◆ Your goal:
Collect every line of the rows below that contains the string "woman", and copy each one unchanged. Matching is case-sensitive.

◆ Records supplied:
— begin —

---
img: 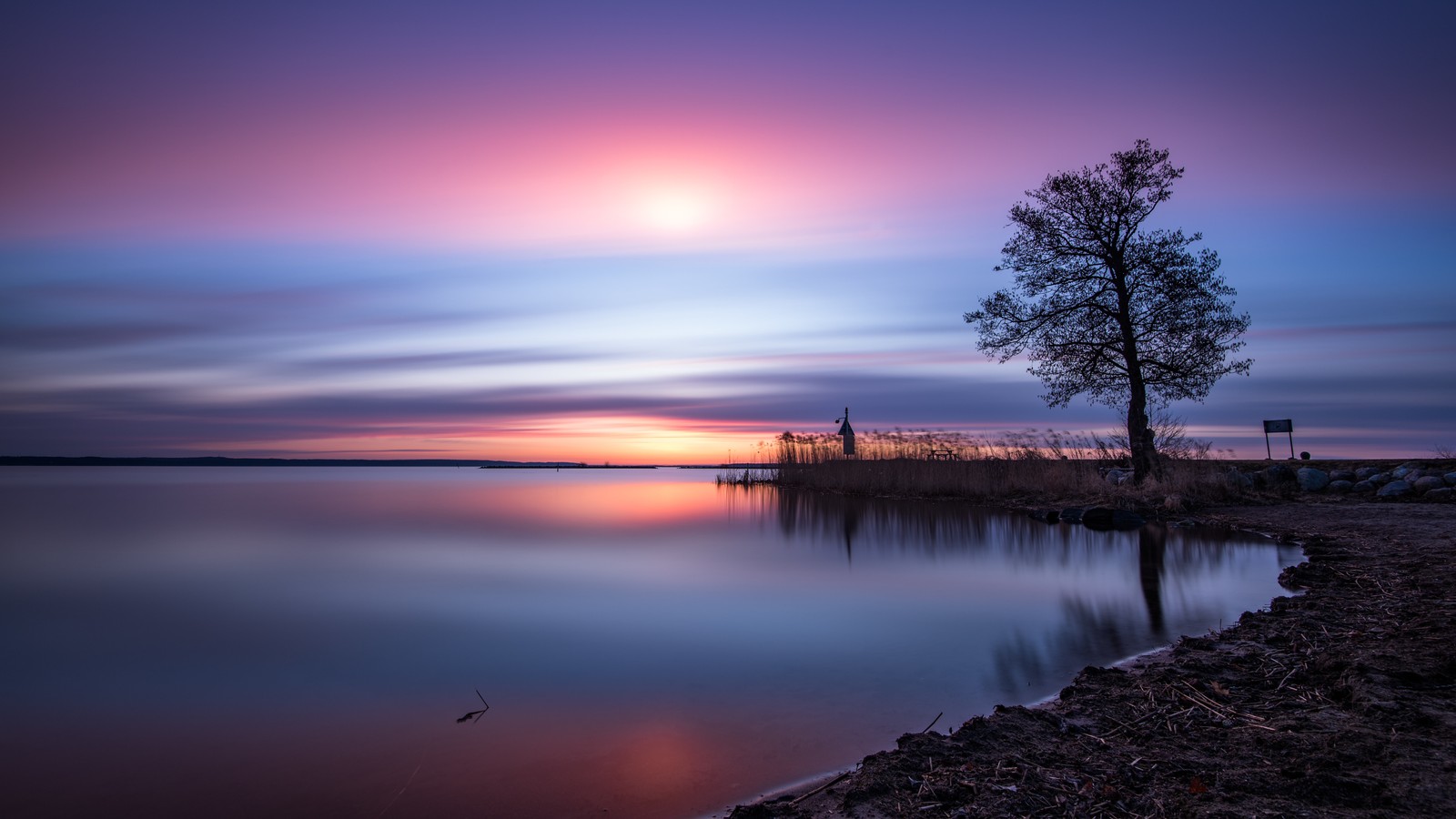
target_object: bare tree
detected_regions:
[966,140,1254,482]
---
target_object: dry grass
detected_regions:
[779,458,1239,511]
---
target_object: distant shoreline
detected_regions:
[0,455,777,470]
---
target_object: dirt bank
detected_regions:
[733,502,1456,819]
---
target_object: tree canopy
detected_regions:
[966,140,1252,480]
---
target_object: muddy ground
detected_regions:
[733,501,1456,819]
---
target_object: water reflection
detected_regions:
[733,487,1299,701]
[0,468,1296,817]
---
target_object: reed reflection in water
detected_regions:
[0,468,1298,817]
[733,485,1300,703]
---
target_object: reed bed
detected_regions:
[774,429,1238,511]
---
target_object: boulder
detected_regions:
[1264,463,1294,487]
[1410,475,1446,494]
[1082,506,1148,531]
[1376,480,1410,497]
[1294,466,1330,492]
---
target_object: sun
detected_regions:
[638,188,715,233]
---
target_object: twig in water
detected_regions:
[789,771,854,804]
[456,688,490,723]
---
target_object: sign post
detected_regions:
[1264,419,1294,460]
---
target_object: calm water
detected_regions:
[0,468,1299,819]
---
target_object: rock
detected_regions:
[1410,475,1446,494]
[1376,480,1410,497]
[1082,506,1148,531]
[1294,466,1330,492]
[1264,463,1294,487]
[1390,460,1421,480]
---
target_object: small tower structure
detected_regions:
[834,407,854,458]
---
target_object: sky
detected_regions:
[0,0,1456,463]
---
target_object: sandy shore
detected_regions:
[733,501,1456,819]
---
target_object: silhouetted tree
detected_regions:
[966,140,1252,482]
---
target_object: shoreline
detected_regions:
[728,501,1456,819]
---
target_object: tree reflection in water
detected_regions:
[716,485,1299,703]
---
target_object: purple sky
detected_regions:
[0,2,1456,462]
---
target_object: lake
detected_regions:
[0,466,1299,819]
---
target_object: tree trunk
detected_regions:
[1108,261,1158,484]
[1127,378,1158,484]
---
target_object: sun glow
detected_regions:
[638,188,715,233]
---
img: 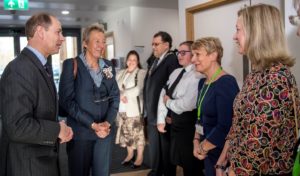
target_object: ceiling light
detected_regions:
[61,10,70,15]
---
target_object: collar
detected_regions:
[183,64,195,72]
[79,53,108,70]
[26,45,47,66]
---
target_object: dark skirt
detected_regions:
[171,110,199,168]
[116,113,145,149]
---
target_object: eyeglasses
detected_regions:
[289,15,300,26]
[93,84,114,104]
[152,43,163,47]
[177,50,191,56]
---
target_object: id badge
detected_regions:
[195,123,204,135]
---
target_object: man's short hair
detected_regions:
[25,13,53,39]
[153,31,172,48]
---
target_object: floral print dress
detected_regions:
[227,63,299,176]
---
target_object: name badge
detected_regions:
[195,123,204,135]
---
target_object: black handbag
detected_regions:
[58,58,78,117]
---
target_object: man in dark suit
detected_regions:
[144,31,180,176]
[0,13,73,176]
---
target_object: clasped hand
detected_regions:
[58,120,73,143]
[92,121,110,138]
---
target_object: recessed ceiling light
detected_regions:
[61,10,70,15]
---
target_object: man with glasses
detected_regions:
[144,31,180,176]
[157,41,203,176]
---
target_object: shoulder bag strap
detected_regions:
[73,57,78,79]
[134,69,142,115]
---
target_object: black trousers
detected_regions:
[147,124,176,176]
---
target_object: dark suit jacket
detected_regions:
[144,52,180,125]
[59,57,120,140]
[0,48,64,176]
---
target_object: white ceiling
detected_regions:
[0,0,178,27]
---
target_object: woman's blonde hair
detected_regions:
[192,37,223,65]
[238,4,294,70]
[82,24,105,43]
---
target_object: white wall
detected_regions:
[178,0,300,88]
[178,0,209,41]
[103,8,132,57]
[284,0,300,89]
[131,7,179,65]
[104,7,179,68]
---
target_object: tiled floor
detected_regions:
[111,167,183,176]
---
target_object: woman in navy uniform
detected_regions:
[59,25,120,176]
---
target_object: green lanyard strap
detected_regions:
[197,67,222,122]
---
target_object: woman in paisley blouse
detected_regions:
[216,4,299,176]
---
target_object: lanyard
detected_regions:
[197,67,222,122]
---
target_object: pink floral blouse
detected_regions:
[227,64,300,176]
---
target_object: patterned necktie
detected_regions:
[149,58,158,75]
[44,62,52,78]
[166,69,185,98]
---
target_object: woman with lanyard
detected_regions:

— end —

◆ Completed task:
target_object: woman's blonde hair
target_object: woman in navy uniform
target_object: woman in paisley blouse
target_object: woman with lanyard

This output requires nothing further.